----- Excerpted text -----

When all else fails… – Day 7

Ft Garland to Lathrop State Park: Over the old pass

Monday August 14, 2017, 58 miles (93 km) – Total so far: 384 miles (618 km)

A man in one of the old trailers is standing outside soaking up the early morning. He watches me take down the tent. Then he heads over to start up his truck before heading inside. He nods at me. He’s heading to work, I’m heading for the road. It won’t be long now before I head back to work, too. The turn of events means I’m heading home soon and returning to the job I left in March. It’s a topsy turvy world sometimes – let’s go get amongst it.

There is already a bit of traffic at 6.30am – but the shoulder is plenty wide. It’s a long gentle climb into the wind and rising sun. The road follows some tableland upwards as the river cuts a long arc to the south. Off in the distance are houses scattered among the pinyon and juniper trees – lots of little allotments carved out of the old land grants. The history here is much more Spanish than American. Of course, this was part of Mexico for a long, long time. It was only after America did a land-grab with the Treaty of Guadalupe Hidalgo in 1848 (America’s longest standing treaty still in effect) that this became American soil.

-----

## Given request A:
Update the stretch of the journal entry from "There is already" through "became American soil.", putting "plateau" in place of "tableland".
## Given request B:
List every distance figure in the journal entry, each with its unit.

----- Supplied records -----

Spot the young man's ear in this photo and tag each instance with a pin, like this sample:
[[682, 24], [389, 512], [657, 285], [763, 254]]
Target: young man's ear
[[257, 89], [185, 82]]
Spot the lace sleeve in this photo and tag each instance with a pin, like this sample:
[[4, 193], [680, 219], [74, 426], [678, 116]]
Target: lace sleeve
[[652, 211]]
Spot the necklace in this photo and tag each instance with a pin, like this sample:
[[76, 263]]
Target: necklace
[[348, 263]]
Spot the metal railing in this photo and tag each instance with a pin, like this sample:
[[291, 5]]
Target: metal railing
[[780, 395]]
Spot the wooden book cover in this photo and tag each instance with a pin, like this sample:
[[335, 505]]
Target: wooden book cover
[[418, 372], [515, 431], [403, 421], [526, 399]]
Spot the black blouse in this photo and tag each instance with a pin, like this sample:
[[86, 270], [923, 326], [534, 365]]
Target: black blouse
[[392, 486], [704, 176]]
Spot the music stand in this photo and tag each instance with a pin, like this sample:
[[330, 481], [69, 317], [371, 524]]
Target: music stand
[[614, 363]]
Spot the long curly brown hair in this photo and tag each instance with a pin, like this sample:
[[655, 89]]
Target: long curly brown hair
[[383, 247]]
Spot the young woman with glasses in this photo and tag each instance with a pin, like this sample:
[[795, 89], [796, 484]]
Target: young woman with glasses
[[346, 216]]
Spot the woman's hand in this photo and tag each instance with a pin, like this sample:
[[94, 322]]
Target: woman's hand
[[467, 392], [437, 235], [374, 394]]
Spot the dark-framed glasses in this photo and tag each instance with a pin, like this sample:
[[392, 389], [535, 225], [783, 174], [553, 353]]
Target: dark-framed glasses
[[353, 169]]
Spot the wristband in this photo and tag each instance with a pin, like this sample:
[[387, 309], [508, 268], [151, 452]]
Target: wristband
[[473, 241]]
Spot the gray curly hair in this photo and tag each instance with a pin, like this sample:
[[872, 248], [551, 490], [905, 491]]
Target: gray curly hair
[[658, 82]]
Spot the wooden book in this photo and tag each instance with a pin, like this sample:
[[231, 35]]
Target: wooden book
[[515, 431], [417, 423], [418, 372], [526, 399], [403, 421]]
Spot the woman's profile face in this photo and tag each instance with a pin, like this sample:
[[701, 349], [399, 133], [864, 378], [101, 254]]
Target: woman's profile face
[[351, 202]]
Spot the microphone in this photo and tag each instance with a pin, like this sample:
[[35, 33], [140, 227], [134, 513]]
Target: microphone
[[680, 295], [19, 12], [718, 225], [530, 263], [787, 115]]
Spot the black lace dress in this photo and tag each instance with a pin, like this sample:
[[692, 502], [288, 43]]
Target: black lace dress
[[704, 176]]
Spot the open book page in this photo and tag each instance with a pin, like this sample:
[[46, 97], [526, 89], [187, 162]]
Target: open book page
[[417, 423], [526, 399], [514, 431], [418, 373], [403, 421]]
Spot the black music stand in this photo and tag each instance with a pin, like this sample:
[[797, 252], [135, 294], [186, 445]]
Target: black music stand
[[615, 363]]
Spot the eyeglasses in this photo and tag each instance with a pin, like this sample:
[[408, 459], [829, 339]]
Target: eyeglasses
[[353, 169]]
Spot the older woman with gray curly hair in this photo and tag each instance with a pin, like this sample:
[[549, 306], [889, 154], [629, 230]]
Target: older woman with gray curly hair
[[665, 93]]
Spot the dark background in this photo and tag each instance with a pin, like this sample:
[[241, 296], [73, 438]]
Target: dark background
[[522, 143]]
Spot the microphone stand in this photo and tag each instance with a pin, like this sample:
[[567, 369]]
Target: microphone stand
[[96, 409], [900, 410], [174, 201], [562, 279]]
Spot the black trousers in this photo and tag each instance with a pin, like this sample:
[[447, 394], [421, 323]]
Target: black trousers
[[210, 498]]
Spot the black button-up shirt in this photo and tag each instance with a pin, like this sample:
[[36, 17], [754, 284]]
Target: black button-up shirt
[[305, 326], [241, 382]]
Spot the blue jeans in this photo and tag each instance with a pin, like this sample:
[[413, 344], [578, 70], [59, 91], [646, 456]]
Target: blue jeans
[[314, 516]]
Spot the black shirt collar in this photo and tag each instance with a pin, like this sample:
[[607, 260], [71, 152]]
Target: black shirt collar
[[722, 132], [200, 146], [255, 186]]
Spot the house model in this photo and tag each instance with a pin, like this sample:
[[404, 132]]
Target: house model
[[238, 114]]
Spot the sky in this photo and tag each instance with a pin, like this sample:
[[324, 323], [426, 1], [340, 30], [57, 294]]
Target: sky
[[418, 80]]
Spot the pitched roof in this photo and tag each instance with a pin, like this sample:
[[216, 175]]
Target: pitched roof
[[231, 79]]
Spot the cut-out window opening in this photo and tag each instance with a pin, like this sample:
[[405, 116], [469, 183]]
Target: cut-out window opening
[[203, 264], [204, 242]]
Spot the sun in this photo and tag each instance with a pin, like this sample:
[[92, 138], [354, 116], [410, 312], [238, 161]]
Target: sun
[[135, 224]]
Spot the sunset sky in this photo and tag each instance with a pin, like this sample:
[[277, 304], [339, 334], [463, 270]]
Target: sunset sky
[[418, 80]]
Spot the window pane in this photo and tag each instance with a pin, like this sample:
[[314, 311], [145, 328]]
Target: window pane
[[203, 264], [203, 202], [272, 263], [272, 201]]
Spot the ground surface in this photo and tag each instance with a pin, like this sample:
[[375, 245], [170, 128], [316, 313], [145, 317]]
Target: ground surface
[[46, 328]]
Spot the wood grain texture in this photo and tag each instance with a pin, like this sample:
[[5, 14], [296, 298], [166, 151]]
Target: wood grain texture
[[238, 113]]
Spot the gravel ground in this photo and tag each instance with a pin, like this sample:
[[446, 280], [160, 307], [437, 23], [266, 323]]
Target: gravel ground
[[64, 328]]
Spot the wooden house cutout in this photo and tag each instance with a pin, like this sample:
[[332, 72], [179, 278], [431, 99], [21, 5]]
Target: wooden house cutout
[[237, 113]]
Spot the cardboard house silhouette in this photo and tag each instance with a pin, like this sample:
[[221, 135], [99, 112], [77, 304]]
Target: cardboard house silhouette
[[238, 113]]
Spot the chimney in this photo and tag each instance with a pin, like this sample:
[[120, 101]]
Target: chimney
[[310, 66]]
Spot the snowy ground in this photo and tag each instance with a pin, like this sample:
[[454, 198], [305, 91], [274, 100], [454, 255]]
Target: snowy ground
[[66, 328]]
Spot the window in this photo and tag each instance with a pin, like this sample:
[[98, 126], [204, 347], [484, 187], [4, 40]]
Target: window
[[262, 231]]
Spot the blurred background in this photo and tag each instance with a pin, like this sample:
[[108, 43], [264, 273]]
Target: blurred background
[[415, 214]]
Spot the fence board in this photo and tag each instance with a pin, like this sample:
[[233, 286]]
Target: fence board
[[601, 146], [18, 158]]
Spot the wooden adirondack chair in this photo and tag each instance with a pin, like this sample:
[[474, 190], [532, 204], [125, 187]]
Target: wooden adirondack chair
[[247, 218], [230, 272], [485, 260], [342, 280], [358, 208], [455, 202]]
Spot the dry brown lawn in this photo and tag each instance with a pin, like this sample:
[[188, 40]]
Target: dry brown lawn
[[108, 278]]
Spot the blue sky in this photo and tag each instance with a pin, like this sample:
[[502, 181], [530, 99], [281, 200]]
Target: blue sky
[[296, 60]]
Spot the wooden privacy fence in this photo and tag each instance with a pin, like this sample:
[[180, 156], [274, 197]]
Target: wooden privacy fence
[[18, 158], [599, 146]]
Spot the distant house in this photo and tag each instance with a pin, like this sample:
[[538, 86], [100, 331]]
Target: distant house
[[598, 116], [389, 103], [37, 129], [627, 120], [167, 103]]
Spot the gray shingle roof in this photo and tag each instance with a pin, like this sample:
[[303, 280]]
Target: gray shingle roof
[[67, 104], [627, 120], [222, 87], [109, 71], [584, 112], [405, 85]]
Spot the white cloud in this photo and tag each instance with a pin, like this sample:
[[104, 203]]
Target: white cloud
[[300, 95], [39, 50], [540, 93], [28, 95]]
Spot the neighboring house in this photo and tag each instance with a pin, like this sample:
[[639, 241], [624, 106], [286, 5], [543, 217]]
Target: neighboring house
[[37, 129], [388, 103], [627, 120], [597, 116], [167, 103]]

-----

## Exercise solution A:
There is already a bit of traffic at 6.30am – but the shoulder is plenty wide. It’s a long gentle climb into the wind and rising sun. The road follows some plateau upwards as the river cuts a long arc to the south. Off in the distance are houses scattered among the pinyon and juniper trees – lots of little allotments carved out of the old land grants. The history here is much more Spanish than American. Of course, this was part of Mexico for a long, long time. It was only after America did a land-grab with the Treaty of Guadalupe Hidalgo in 1848 (America’s longest standing treaty still in effect) that this became American soil.

## Exercise solution B:
58 miles
93 km
384 miles
618 km